# Flying Monsters



## hjones4841 (Jan 21, 2009)

Yesterday I mounted a pair of GIK Monster traps at the ceiling tri-corner in the back of the room. I thought I would share how I did it in case others are interested in doing likewise. Or, if you have better ideas on how to do this, please share them.

First, this is a photo of the rear of the HT room showing the traps on GIK's stands. These are the first two that I purchased only a couple of weeks ago. Since then I have added 3 more Monster traps of a custom size. Information on how I used them along with plots is in a tread "Klipschorn Room Treatments."


----------



## hjones4841 (Jan 21, 2009)

From the top of the speaker to the ceiling is 42", so horizontal mounting was the only option for putting them at the ceiling.

I first thought about using the hanging wire that came with the traps. The room has a suspended ceiling, so I took out a couple of tiles to see if that was a option. If I used the original eyehook locations, the hanging wires would have to be 24" away from the corner, side to side and 8" away from the walls going into the room direction. I had a floor joist in the right position on the right side, but not on the left. I also noted some flex in the wood side of the trap when held horizontally by the wires (I think the intent is to hang them vertically), so time for Plan B.

I mounted some 5" "L" brackets to the side walls, 24" down from the ceiling and 32" out from the corner.


----------



## hjones4841 (Jan 21, 2009)

Although I did this myself, I highly recommend a second person to hold the trap in place to keep it from tipping forward while securing it. Mine friction-fit fairly well to the ceiling, but I almost got bopped in the head by the trap once.

After lifting the trap into place, I secured it to the brackets using dry wall screws. Only the rear screw went into the wood frame of the trap. Had I used longer brackets I might have been able to put a screw into the front frame.

I thought about using small L brackets to secure the upper sides of the trap to the side walls, but instead mounted an eye bolt near the corner at ceiling level. Then I put the GIK hanging wire from the two upper eyes in the trap to that one. This allowed me to pull both sides of the trap snug to the wall.

So, there you have it - flying Monsters. Was it worth the effort? Absolutely.


----------

= Set of tasks =
• 1. Decide whether each statement below agrees with the forum thread above. For each, answer yes or no and quote the words of the thread that decide it.
(a) The author secured the trap to the brackets with drywall screws.
(b) The author found a floor joist in the right position on both sides.
(c) The author advises doing the mounting alone.
• 2. Please reproduce the part of the forum thread above starting with "Although I did" and going on through "to the wall.".

= Rows =
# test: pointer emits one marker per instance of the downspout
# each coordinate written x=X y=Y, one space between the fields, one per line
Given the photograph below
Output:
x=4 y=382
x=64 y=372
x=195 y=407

= In response =
• 1.
(a) Yes: "I secured it to the brackets using dry wall screws."
(b) No: "I had a floor joist in the right position on the right side, but not on the left."
(c) No: "I highly recommend a second person to hold the trap in place to keep it from tipping forward while securing it."

• 2.
Although I did this myself, I highly recommend a second person to hold the trap in place to keep it from tipping forward while securing it. Mine friction-fit fairly well to the ceiling, but I almost got bopped in the head by the trap once.

After lifting the trap into place, I secured it to the brackets using dry wall screws. Only the rear screw went into the wood frame of the trap. Had I used longer brackets I might have been able to put a screw into the front frame.

I thought about using small L brackets to secure the upper sides of the trap to the side walls, but instead mounted an eye bolt near the corner at ceiling level. Then I put the GIK hanging wire from the two upper eyes in the trap to that one. This allowed me to pull both sides of the trap snug to the wall.